> **TASK STATEMENT**:
List every line in the rows below that contains the string "pediment", copying each line in full. Treat uppercase and lowercase as different, so a line counts only if the letters match in case.

(Image location labeling rows)

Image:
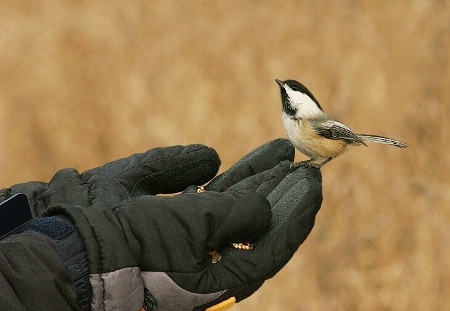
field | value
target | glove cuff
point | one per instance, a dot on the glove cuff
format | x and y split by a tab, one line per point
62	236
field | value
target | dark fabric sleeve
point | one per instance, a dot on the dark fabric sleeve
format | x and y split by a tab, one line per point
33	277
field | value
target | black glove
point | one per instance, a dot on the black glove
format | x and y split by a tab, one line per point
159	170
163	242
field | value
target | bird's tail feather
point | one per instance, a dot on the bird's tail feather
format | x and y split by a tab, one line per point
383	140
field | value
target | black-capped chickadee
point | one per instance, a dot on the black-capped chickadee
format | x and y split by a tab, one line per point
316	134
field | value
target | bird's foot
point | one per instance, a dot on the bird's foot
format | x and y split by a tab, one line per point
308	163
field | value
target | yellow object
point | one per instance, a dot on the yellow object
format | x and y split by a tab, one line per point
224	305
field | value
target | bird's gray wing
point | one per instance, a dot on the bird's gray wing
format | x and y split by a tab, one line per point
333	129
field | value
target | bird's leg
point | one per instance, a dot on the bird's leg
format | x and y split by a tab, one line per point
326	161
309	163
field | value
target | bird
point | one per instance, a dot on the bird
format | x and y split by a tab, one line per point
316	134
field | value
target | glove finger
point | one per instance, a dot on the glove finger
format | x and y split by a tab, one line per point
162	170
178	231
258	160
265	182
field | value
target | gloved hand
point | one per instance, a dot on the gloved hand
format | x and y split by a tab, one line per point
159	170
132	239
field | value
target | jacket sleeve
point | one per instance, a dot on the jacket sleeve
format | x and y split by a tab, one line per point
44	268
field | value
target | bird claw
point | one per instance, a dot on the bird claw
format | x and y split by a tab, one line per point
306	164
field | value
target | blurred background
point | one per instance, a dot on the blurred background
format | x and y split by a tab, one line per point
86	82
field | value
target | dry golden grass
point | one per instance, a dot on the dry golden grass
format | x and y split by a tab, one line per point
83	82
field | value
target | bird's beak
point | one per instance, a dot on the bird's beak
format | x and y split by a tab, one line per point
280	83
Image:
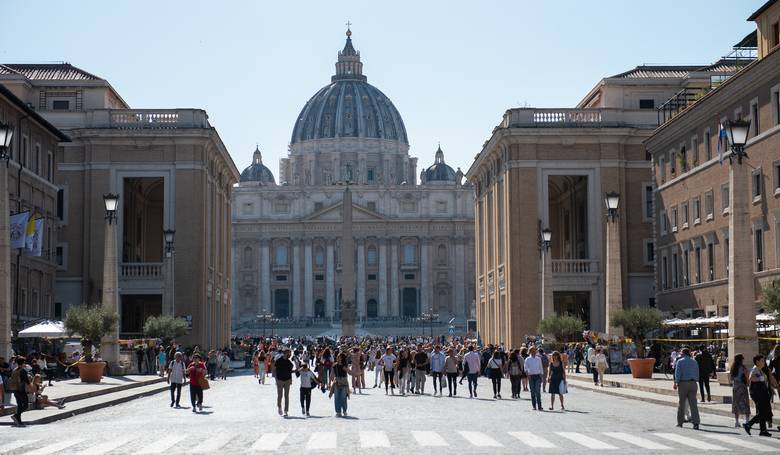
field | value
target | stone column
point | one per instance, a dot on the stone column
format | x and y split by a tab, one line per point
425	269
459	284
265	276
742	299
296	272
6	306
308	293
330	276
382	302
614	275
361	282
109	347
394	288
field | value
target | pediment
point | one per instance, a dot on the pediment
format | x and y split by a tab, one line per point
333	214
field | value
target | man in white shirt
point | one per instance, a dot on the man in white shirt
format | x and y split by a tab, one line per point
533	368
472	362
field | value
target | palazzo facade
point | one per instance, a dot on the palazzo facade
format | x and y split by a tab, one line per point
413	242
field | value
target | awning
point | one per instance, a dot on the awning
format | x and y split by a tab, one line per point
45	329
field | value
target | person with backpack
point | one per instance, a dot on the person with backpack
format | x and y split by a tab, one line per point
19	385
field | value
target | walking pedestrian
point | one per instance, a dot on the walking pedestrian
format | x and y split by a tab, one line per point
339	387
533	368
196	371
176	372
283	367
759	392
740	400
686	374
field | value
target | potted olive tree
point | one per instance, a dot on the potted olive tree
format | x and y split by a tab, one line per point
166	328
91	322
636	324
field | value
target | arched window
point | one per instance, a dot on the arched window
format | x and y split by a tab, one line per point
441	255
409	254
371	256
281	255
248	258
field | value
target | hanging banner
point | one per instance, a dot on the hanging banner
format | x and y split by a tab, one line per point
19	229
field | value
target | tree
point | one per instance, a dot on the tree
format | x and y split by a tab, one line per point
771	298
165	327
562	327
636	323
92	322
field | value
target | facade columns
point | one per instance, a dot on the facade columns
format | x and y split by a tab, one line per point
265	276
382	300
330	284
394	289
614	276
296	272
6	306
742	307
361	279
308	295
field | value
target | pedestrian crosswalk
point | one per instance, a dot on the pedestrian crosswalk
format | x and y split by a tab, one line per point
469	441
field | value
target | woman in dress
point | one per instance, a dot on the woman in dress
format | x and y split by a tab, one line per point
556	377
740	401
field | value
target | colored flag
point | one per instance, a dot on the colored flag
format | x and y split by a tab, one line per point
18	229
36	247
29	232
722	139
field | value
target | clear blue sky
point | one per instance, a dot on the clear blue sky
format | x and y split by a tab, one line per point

> **FINAL RESULT**:
target | pediment
point | one per instance, a dot on the pediment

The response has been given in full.